EXERCISE PROMPT: Take each line in the entries below that holds "rough" and show it.

RECORDED INFORMATION below:

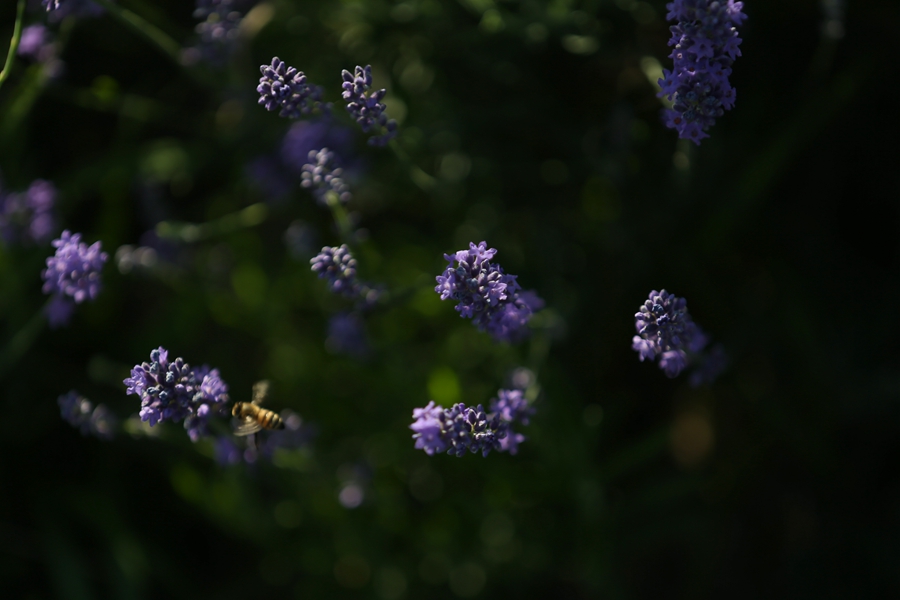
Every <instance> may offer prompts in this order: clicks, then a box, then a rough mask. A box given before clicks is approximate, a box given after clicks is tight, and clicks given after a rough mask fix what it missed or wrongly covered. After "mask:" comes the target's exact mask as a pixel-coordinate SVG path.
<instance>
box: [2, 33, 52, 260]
mask: <svg viewBox="0 0 900 600" xmlns="http://www.w3.org/2000/svg"><path fill="white" fill-rule="evenodd" d="M20 47H21V46H20ZM55 204H56V188H55V187H54V186H53V184H52V183H50V182H49V181H44V180H43V179H38V180H35V181H34V182H33V183H32V184H31V185H30V186H29V187H28V190H26V191H25V192H22V193H3V191H2V190H0V238H3V241H4V242H6V243H7V244H15V243H19V242H26V243H41V242H45V241H47V240H49V239H50V237H51V236H52V235H53V232H54V230H55V229H56V217H55V215H54V205H55Z"/></svg>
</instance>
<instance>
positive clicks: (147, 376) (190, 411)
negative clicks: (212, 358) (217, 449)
mask: <svg viewBox="0 0 900 600" xmlns="http://www.w3.org/2000/svg"><path fill="white" fill-rule="evenodd" d="M123 383H124V384H125V385H126V386H127V388H128V389H127V390H126V392H125V393H126V394H136V395H138V396H140V397H141V411H140V417H141V421H149V422H150V426H151V427H153V426H154V425H156V424H157V423H160V422H162V421H172V422H175V423H177V422H178V421H181V420H184V428H185V429H186V430H187V432H188V436H190V438H191V440H192V441H195V442H196V441H197V440H198V439H200V438H201V437H205V436H207V435H209V429H208V423H209V418H210V417H212V416H214V415H219V416H224V415H226V414H227V406H226V404H227V403H228V401H229V398H228V386H227V385H226V384H225V382H224V381H222V379H221V378H220V377H219V371H218V370H217V369H210V368H209V367H207V366H203V367H200V368H198V369H196V370H193V369H191V367H190V365H188V364H187V363H185V362H184V360H183V359H181V358H176V359H175V360H174V361H172V362H169V352H168V351H167V350H166V349H165V348H163V347H159V348H158V349H156V350H153V351H151V352H150V362H149V363H147V362H144V363H142V364H139V365H135V367H134V368H133V369H132V370H131V377H129V378H127V379H125V380H124V382H123Z"/></svg>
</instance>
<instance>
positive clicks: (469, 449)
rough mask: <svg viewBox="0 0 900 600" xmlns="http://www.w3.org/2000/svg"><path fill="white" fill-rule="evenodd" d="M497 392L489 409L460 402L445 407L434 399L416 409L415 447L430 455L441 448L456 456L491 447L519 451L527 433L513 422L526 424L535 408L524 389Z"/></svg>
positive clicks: (479, 405) (415, 418)
mask: <svg viewBox="0 0 900 600" xmlns="http://www.w3.org/2000/svg"><path fill="white" fill-rule="evenodd" d="M497 395H498V398H496V399H494V400H493V401H492V402H491V412H490V413H487V412H485V410H484V407H483V406H482V405H480V404H479V405H478V406H477V407H475V408H472V407H466V405H465V404H463V403H461V402H460V403H459V404H454V405H453V406H452V407H451V408H448V409H445V408H444V407H442V406H440V405H436V404H435V403H434V401H432V402H429V403H428V405H427V406H425V407H424V408H417V409H415V410H413V419H415V420H414V422H413V424H412V425H410V426H409V428H410V429H412V430H413V431H414V432H415V433H413V436H412V437H413V439H414V440H415V441H416V444H415V447H416V448H417V449H419V450H424V451H425V453H426V454H428V455H429V456H430V455H432V454H439V453H441V452H446V453H447V454H450V455H453V456H457V457H459V456H463V455H464V454H466V452H471V453H473V454H475V453H478V452H480V453H481V455H482V456H487V455H488V454H490V452H491V450H497V451H498V452H509V453H510V454H516V453H517V452H518V449H519V444H520V443H522V442H523V441H525V436H524V435H522V434H520V433H516V432H514V431H513V430H512V425H513V424H515V423H516V422H519V423H522V424H523V425H527V424H528V417H529V416H531V415H533V414H534V408H533V407H531V406H530V405H529V404H528V402H527V400H525V398H524V396H523V394H522V391H521V390H500V391H499V392H498V394H497Z"/></svg>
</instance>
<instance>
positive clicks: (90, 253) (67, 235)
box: [41, 230, 109, 325]
mask: <svg viewBox="0 0 900 600" xmlns="http://www.w3.org/2000/svg"><path fill="white" fill-rule="evenodd" d="M52 243H53V246H54V247H55V248H56V254H55V255H54V256H51V257H50V258H48V259H47V268H46V269H44V271H43V272H42V273H41V277H43V279H44V287H43V290H44V293H46V294H53V295H54V299H53V301H52V302H51V303H50V305H49V307H48V308H49V310H50V313H49V314H48V317H49V318H50V321H51V324H52V325H55V324H59V323H65V322H66V321H67V320H68V315H69V314H70V313H71V306H62V304H65V305H71V301H70V300H69V298H71V299H72V300H74V301H75V303H76V304H81V303H82V302H84V301H85V300H94V299H95V298H96V297H97V294H99V293H100V270H101V269H102V268H103V264H104V263H105V262H106V261H107V260H108V259H109V255H108V254H106V252H101V251H100V242H94V243H93V244H91V246H88V245H87V244H84V243H82V242H81V234H80V233H75V234H72V233H69V231H68V230H66V231H63V232H62V235H61V236H60V238H59V239H58V240H53V242H52Z"/></svg>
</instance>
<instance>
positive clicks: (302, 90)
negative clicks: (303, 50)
mask: <svg viewBox="0 0 900 600" xmlns="http://www.w3.org/2000/svg"><path fill="white" fill-rule="evenodd" d="M259 70H260V72H261V73H262V77H260V78H259V85H258V86H257V88H256V91H257V92H258V93H259V104H261V105H262V106H265V107H266V110H268V111H274V110H278V111H279V112H278V116H280V117H285V118H288V119H296V118H298V117H300V116H301V115H308V114H311V113H313V112H316V111H327V110H328V107H327V105H324V104H323V103H322V90H321V88H319V87H318V86H316V85H312V84H311V83H309V82H308V81H307V78H306V75H305V74H304V73H303V71H298V70H297V69H295V68H294V67H288V66H287V65H285V64H284V61H282V60H280V59H279V58H278V57H277V56H276V57H274V58H273V59H272V64H270V65H261V66H260V67H259Z"/></svg>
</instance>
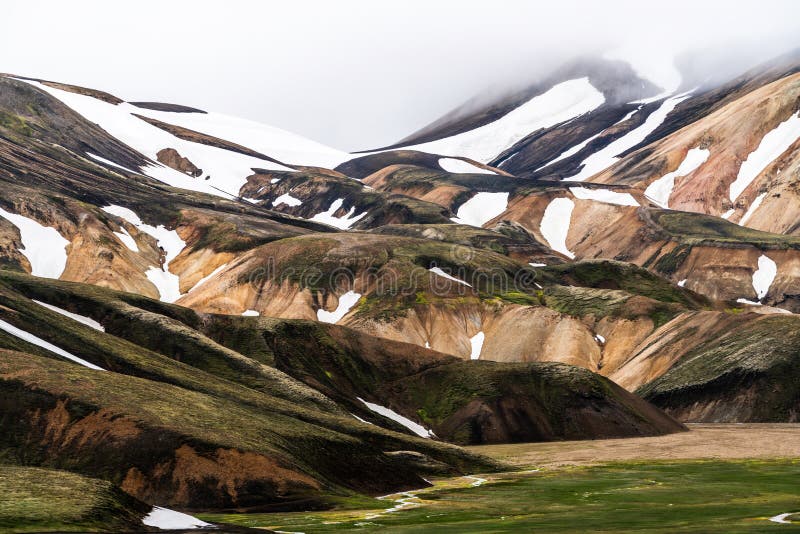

End of RECORDED INFORMATION.

ANSWER TO THE EXERCISE:
Every <instance> may offer prompts in this order: clicks, then a box, then a rough mask. A box given before clicks is approximate, a box given after clicks is tight, and clicks given after a rough mask fix what it missed or wrongly covered. After "mask:" comes the target's exact mask as a pixel-coordinate SVG path.
rough mask: <svg viewBox="0 0 900 600" xmlns="http://www.w3.org/2000/svg"><path fill="white" fill-rule="evenodd" d="M497 392L489 409L460 402L445 407L434 399L416 409L415 447L430 455L441 448L456 456L491 447L519 451L527 433L513 422L526 424L535 408L524 389Z"/></svg>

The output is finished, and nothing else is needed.